# start of DATASET RECORDS

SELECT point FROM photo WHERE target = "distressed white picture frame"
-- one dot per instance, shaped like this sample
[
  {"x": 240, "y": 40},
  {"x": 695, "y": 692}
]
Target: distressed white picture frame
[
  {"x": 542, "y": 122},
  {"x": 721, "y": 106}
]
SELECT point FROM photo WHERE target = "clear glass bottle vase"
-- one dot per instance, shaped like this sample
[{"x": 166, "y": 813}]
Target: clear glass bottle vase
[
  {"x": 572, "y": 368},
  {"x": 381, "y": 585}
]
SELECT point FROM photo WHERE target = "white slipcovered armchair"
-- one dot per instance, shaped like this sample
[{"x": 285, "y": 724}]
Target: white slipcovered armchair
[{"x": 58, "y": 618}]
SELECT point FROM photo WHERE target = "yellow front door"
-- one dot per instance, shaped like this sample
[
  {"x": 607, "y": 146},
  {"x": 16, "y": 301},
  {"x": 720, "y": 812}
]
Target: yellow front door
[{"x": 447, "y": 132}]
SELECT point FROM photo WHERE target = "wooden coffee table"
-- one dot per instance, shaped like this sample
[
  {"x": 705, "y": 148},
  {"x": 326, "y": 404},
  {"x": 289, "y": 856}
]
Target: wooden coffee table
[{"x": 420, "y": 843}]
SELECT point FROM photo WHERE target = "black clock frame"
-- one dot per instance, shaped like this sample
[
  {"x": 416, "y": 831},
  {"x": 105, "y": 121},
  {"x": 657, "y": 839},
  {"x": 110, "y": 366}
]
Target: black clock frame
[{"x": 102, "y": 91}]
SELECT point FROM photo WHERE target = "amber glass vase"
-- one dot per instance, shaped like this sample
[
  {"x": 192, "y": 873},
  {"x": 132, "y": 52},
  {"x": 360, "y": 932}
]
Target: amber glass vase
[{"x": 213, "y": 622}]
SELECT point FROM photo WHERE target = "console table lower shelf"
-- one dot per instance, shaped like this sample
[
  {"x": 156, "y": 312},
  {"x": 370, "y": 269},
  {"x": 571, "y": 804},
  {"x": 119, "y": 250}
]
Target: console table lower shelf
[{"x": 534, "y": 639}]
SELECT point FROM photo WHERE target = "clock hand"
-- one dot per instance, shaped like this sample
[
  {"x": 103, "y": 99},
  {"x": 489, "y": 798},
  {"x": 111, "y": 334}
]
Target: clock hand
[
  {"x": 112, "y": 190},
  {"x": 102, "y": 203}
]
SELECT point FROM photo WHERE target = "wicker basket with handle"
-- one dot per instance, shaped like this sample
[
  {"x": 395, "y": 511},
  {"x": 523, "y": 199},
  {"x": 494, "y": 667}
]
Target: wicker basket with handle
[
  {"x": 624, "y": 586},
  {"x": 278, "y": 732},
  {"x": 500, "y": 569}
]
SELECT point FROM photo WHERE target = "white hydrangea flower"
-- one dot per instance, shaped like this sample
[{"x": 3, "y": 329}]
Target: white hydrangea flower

# end of DATASET RECORDS

TASK PROMPT | Would you give the material above again, complete and exact?

OUTPUT BELOW |
SELECT point FROM photo WHERE target = "distressed white picture frame"
-- one dot per instance, shaped like this sample
[
  {"x": 240, "y": 40},
  {"x": 695, "y": 692}
]
Target: distressed white picture frame
[
  {"x": 542, "y": 122},
  {"x": 721, "y": 106}
]
SELECT point FROM photo WHERE target = "clear glass bottle vase"
-- one dot per instance, shaped like this sample
[{"x": 166, "y": 813}]
Target: clear glass bottle vase
[
  {"x": 572, "y": 368},
  {"x": 381, "y": 585}
]
SELECT point FROM photo WHERE target = "white slipcovered armchair"
-- one dot per instance, shaped like this sample
[{"x": 285, "y": 724}]
Target: white slipcovered armchair
[{"x": 58, "y": 618}]
SELECT point FROM photo WHERE target = "yellow front door"
-- one dot per instance, shaped like this sample
[
  {"x": 607, "y": 146},
  {"x": 16, "y": 301},
  {"x": 720, "y": 812}
]
Target: yellow front door
[{"x": 447, "y": 132}]
SELECT point FROM photo WHERE target = "wooden coffee table"
-- one dot per instance, shaped like this sample
[
  {"x": 705, "y": 148},
  {"x": 326, "y": 404},
  {"x": 289, "y": 856}
]
Target: wooden coffee table
[{"x": 420, "y": 843}]
SELECT point FROM photo WHERE target = "black clock frame"
-- one dot per instance, shaped like this sample
[
  {"x": 416, "y": 831},
  {"x": 105, "y": 121},
  {"x": 657, "y": 839},
  {"x": 110, "y": 366}
]
Target: black clock frame
[{"x": 102, "y": 91}]
SELECT point FROM photo WHERE target = "amber glass vase"
-- one dot per instance, shaped like this sample
[
  {"x": 192, "y": 873},
  {"x": 132, "y": 52},
  {"x": 360, "y": 932}
]
Target: amber glass vase
[{"x": 213, "y": 622}]
SELECT point FROM photo WHERE target = "console table lower shelf"
-- one dot per instance, shaped like this sample
[
  {"x": 156, "y": 312},
  {"x": 370, "y": 269},
  {"x": 571, "y": 804},
  {"x": 119, "y": 250}
]
Target: console table lower shelf
[{"x": 534, "y": 639}]
SELECT point FROM photo WHERE target = "clock hand"
-- one dot per instance, shaped like this sample
[
  {"x": 103, "y": 99},
  {"x": 489, "y": 798},
  {"x": 111, "y": 334}
]
Target: clock hand
[
  {"x": 112, "y": 190},
  {"x": 102, "y": 203}
]
SELECT point FROM photo WHERE target = "wicker basket with handle"
-- one dot per instance, shaped like this sample
[
  {"x": 395, "y": 511},
  {"x": 523, "y": 199},
  {"x": 494, "y": 667}
]
Target: wicker basket with handle
[
  {"x": 624, "y": 586},
  {"x": 278, "y": 732},
  {"x": 500, "y": 569}
]
SELECT point FROM photo WHERE target = "white hydrangea flower"
-- one dot per instance, shaped like this sample
[{"x": 3, "y": 329}]
Target: white hydrangea flower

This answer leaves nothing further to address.